## Objective
List every line in the records below that contains the word "green". Case matters.

## Records for the task
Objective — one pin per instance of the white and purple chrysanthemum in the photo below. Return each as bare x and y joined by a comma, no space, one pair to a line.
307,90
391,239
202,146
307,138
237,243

--

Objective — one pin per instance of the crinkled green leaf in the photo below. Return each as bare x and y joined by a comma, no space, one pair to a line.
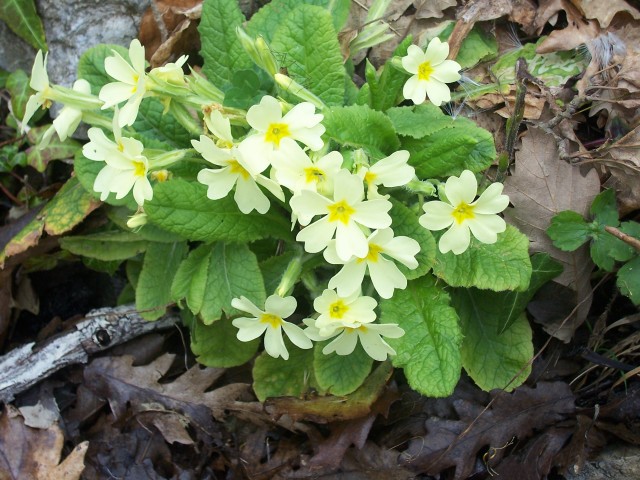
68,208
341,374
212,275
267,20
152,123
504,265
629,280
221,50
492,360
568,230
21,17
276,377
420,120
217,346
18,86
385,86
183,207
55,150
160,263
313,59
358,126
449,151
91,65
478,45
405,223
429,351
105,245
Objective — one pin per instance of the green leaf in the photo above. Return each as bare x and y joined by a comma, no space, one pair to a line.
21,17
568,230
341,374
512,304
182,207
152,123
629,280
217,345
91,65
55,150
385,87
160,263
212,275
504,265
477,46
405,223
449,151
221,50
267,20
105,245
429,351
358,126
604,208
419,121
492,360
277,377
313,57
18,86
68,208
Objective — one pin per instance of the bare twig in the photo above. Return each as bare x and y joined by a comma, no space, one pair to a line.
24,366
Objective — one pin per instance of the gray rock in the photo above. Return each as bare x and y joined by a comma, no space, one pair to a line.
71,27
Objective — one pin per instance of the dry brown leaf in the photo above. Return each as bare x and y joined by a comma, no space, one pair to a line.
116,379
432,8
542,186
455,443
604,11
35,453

--

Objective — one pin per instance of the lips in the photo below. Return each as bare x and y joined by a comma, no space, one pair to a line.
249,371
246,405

## Solution for this problem
Objective — one pin per instance of the crinkled green leaf in the photo below. Return each as bare x and y joined by a comma, no space, one pair to a line.
Objective — one pin per instance of the green leaf in the photo above. Return each as bare x and y joined by a comma, no space, one pair to a line.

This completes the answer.